- _SUPPLIED MATERIAL_
---+---
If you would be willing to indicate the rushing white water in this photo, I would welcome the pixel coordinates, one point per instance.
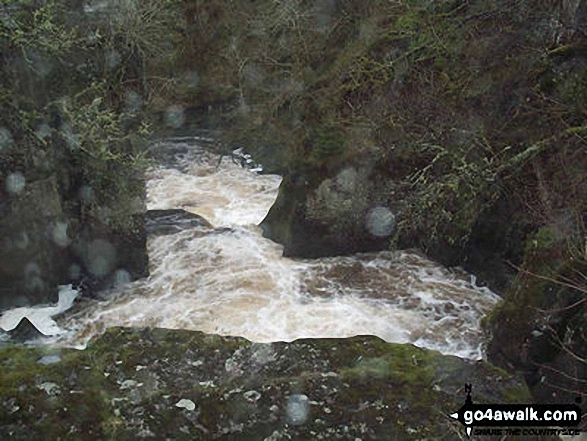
(235, 282)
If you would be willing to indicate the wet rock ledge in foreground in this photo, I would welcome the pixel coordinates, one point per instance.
(128, 383)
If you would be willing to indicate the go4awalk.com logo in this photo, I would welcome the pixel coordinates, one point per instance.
(544, 419)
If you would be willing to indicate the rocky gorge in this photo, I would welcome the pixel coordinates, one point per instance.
(457, 125)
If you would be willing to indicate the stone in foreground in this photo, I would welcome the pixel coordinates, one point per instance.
(127, 385)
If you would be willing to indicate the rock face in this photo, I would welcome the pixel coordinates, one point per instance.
(160, 384)
(71, 197)
(316, 217)
(32, 254)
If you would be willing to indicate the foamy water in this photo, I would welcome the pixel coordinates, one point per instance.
(235, 282)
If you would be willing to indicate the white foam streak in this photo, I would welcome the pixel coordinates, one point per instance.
(41, 316)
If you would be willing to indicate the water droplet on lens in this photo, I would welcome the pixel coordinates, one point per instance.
(133, 102)
(15, 183)
(59, 234)
(86, 193)
(6, 139)
(298, 409)
(113, 59)
(380, 222)
(121, 278)
(43, 130)
(175, 117)
(74, 272)
(100, 257)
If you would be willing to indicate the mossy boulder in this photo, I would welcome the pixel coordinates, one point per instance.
(159, 384)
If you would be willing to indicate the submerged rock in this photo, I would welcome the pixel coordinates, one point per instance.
(329, 389)
(25, 331)
(164, 222)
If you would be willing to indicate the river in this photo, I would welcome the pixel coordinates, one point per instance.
(233, 281)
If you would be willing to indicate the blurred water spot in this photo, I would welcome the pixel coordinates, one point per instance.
(21, 241)
(298, 409)
(113, 59)
(32, 277)
(380, 221)
(49, 359)
(43, 130)
(175, 117)
(15, 183)
(59, 234)
(133, 102)
(121, 278)
(347, 179)
(74, 271)
(100, 257)
(86, 193)
(6, 139)
(192, 79)
(71, 138)
(39, 64)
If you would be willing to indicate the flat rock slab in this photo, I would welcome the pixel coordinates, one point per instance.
(161, 384)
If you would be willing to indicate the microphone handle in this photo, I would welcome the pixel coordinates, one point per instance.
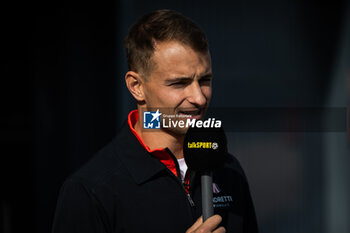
---+---
- _STATED PROBLEM_
Turn the lines from the one holding "If you would be willing to indicate the white" through the end of the lines, both ends included, into a Markdown table with the columns No. and Line. Give each line a row number, skip blank lines, and leave the pictures out.

- _TASK SOLUTION_
| No. | Line |
|---|---|
| 1 | If you would be willing to indicate the white foam streak in this photo, I would welcome the pixel coordinates, one point per instance. |
| 2 | (41, 316) |
| 3 | If you would be willing to indicate the water droplet on lens in this photo, I would welcome the pixel coordinates, one point per instance. |
| 4 | (133, 102) |
| 5 | (15, 183) |
| 6 | (59, 234) |
| 7 | (86, 193) |
| 8 | (6, 139) |
| 9 | (298, 409) |
| 10 | (113, 59) |
| 11 | (380, 222) |
| 12 | (121, 278) |
| 13 | (43, 130) |
| 14 | (175, 117) |
| 15 | (74, 272) |
| 16 | (100, 257) |
| 17 | If you would be willing to indicate the mossy boulder in this photo, I would welcome the pixel coordinates, one point per instance. |
| 18 | (159, 384) |
| 19 | If you would be willing to indicate the submerged rock in this photo, I would welcome the pixel coordinates, one point per instance. |
| 20 | (329, 389) |
| 21 | (25, 331) |
| 22 | (164, 222) |
| 23 | If you would be willing to indicate the river in this photo, I would welcome the pixel coordinates, one point per instance. |
| 24 | (233, 281) |
| 25 | If you would be willing to indicate the blurred water spot in this photo, I would welcome the pixel coordinates, one point per instance. |
| 26 | (21, 241) |
| 27 | (298, 409) |
| 28 | (113, 59) |
| 29 | (32, 277) |
| 30 | (380, 221) |
| 31 | (49, 359) |
| 32 | (43, 130) |
| 33 | (175, 117) |
| 34 | (15, 183) |
| 35 | (59, 234) |
| 36 | (133, 102) |
| 37 | (121, 278) |
| 38 | (347, 179) |
| 39 | (74, 271) |
| 40 | (100, 257) |
| 41 | (86, 193) |
| 42 | (6, 139) |
| 43 | (192, 79) |
| 44 | (71, 138) |
| 45 | (39, 64) |
| 46 | If you would be willing to indicate the flat rock slab in this photo, I would welcome the pixel coordinates, one point per instance. |
| 47 | (161, 384) |
| 48 | If you would be willing to indicate the microphone handle in this photo, I would welcome the pixel coordinates, one point per instance. |